Records of labeled points –
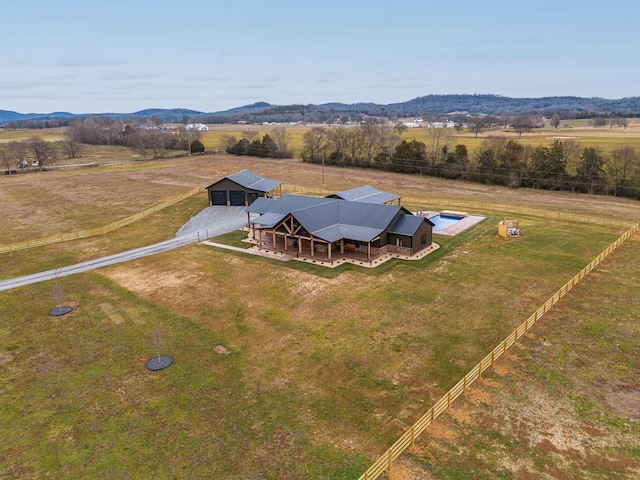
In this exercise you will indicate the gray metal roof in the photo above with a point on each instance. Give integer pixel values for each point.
(253, 181)
(366, 194)
(327, 218)
(286, 204)
(407, 225)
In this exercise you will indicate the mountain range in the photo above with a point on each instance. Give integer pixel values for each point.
(566, 106)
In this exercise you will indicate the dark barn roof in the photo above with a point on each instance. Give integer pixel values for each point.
(408, 225)
(251, 180)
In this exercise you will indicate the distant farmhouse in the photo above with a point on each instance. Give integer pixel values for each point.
(357, 222)
(201, 127)
(241, 189)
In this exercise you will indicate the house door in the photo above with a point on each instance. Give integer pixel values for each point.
(236, 198)
(218, 197)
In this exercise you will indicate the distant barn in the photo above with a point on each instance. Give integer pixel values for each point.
(241, 189)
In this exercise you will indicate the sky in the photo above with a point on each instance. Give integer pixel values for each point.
(96, 56)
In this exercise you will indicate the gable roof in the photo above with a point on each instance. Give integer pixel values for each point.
(366, 194)
(408, 224)
(248, 179)
(329, 219)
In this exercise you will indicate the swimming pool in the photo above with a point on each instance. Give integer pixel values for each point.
(441, 222)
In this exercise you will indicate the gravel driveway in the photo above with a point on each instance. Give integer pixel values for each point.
(210, 222)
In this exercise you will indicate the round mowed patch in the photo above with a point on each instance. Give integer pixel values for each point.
(158, 363)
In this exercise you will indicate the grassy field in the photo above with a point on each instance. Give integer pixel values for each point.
(603, 138)
(288, 371)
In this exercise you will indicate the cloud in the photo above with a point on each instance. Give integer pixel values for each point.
(87, 61)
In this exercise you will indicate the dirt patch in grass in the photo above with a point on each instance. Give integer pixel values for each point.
(556, 407)
(622, 398)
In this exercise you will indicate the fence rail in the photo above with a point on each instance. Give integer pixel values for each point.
(407, 439)
(481, 206)
(39, 242)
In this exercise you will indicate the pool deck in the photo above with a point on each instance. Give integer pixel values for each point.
(457, 227)
(460, 226)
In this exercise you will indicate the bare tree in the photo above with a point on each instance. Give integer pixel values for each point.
(622, 167)
(70, 144)
(151, 138)
(41, 151)
(522, 123)
(19, 153)
(439, 140)
(281, 138)
(572, 151)
(400, 128)
(6, 157)
(477, 124)
(315, 143)
(250, 135)
(228, 141)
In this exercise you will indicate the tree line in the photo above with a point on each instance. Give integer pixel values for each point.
(272, 145)
(146, 136)
(563, 165)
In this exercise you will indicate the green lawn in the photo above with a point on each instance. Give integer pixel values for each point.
(323, 373)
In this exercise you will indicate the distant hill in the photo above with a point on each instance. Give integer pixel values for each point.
(567, 107)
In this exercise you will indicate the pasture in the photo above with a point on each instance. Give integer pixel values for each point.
(286, 371)
(604, 138)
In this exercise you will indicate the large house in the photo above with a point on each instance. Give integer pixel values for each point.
(326, 227)
(240, 189)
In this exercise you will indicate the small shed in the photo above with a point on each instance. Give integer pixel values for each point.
(241, 189)
(411, 233)
(508, 228)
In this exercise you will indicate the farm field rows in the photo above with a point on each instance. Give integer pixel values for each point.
(285, 371)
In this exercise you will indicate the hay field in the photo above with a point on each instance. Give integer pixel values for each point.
(280, 372)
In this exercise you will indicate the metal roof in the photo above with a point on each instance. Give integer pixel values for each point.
(366, 194)
(407, 225)
(327, 218)
(248, 179)
(286, 204)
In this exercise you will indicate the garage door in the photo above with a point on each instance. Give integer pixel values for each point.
(218, 197)
(236, 198)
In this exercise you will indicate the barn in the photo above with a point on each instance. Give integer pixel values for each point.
(241, 189)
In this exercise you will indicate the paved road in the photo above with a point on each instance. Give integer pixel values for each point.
(210, 222)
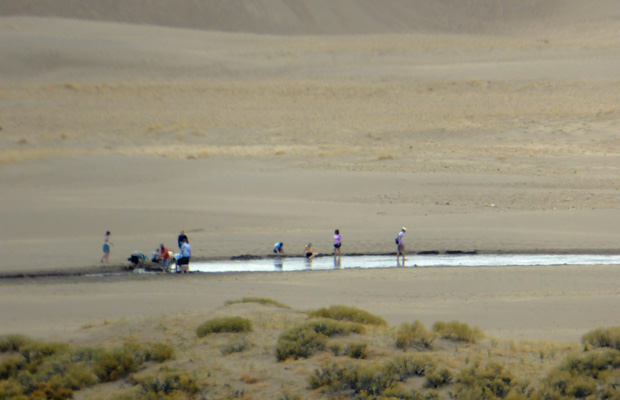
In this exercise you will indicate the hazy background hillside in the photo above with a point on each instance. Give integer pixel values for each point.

GIVEN TASK – Retype all of the entries above word for word, omitting the pictures.

FINAL RESULT –
In this exercise you will indicate the gray metal roof in the photo above with a point on each instance. Give integer pixel values for each point.
(253, 181)
(366, 194)
(327, 218)
(286, 204)
(407, 225)
In this exercise you will indicate the mountain range in the photo above with a point on each instance. Give integer pixel values for each point.
(566, 106)
In this exercise you will indicate the dark barn roof in the photo above with a point on each instance. Give integer pixel values for each point.
(408, 225)
(251, 180)
In this exercise you will indicate the distant farmhouse in the photo above with a point on each instance. Give integer pixel values for each point.
(357, 222)
(201, 127)
(241, 189)
In this exercise you will indicate the house door in the photo above with a point on each instance. Give integer pixel values for each point.
(236, 198)
(218, 197)
In this exercise you will indicate the distant barn in the photo above with a point on each instance. Give integer pixel values for each point.
(241, 189)
In this exercise you will indicate the sky in the photo above with a point on each instance. Give integer pixel values for each point.
(96, 56)
In this exercise you will indicate the gable roof in the photo above with a point on each instance. Give integer pixel values for each point.
(366, 194)
(408, 224)
(248, 179)
(329, 219)
In this exercise you will indicate the swimming pool in the photo above with a point on each instance. Give integer pixel values for each point.
(441, 222)
In this exercise you will indicate the gravel driveway in the photo above with a point on each instance. Give integer pixel values for each point.
(210, 222)
In this exercise you will indicate the round mowed patch in the photo above with a point on each instance. Give integer pixel values for each point.
(158, 363)
In this exercise you will indicate the grassy field in the photo above with a point on each instance. Give integer pixel values for each point.
(603, 138)
(288, 371)
In this exercise you will indicate the cloud in the photo above with a point on each instance. Give integer pixel values for each point.
(87, 61)
In this exercise you will indicate the dirt patch in grass in the photo above with a point on each instance. Give integer pixel values for each point.
(556, 407)
(622, 398)
In this exercise you will indicate the fence rail in the photo above with a point on each instance. Give integer pixel values for each point.
(407, 439)
(481, 206)
(39, 242)
In this exercise you will indicate the pool deck in the photo above with a point on each instance. Give integer pixel values for each point.
(457, 227)
(460, 226)
In this exercise you will indicate the bare tree in the photo above with a point on each instance. Give integer pixel values for each point.
(622, 167)
(70, 144)
(151, 138)
(41, 151)
(522, 123)
(19, 153)
(439, 140)
(281, 138)
(572, 151)
(400, 128)
(6, 157)
(477, 124)
(315, 143)
(250, 135)
(228, 141)
In this exercise you will indicate the tree line in the photo above with a point on each instance. Give integer pixel values for each point.
(272, 145)
(146, 136)
(563, 165)
In this exercise you will indicate the green lawn in the photo above with a point on each instance. Give integer pixel values for each point.
(323, 373)
In this exercise you will indicate the distant hill in the photo above with a point on each instance. Give integer pixel values for each point.
(567, 107)
In this exercise you will indicate the pasture in the photo above with a point on each instance. Give integer pixel values for each point.
(286, 371)
(604, 138)
In this exercise you will indicate the large house in the photo above with a point on each instance. Give integer pixel values for each point.
(326, 227)
(240, 189)
In this exercise you will indicate the small shed in the photo above with a point on each instance. Give integer pixel values for each point.
(241, 189)
(411, 233)
(508, 228)
In this exercise you will indicate the farm field rows in the photo above with a point on each instance. Give integer pixel values for each point.
(285, 371)
In this exercise you will indicate the hay field in the photo above with a point on each instance. Give integer pixel values for each point.
(280, 372)
In this exercise you will indicate the metal roof in the photo above with a point on each instance. Give integer pixel values for each point.
(366, 194)
(407, 225)
(327, 218)
(248, 179)
(286, 204)
In this exercise you will indicate the garage door in the photo above with a point on each instance. Give integer pixel values for each point.
(218, 197)
(236, 198)
In this exercise you will indicate the barn in the photo above with a point on each instance. Give integer pixel values for each point.
(241, 189)
In this exercise you will indicate the paved road in the photo above with a point on each instance. Give integer pixel values for each point.
(210, 222)
In this exercise you will indicate the hazy background hillside in the photo above with a point on each instance. Give integer pixel values for each point.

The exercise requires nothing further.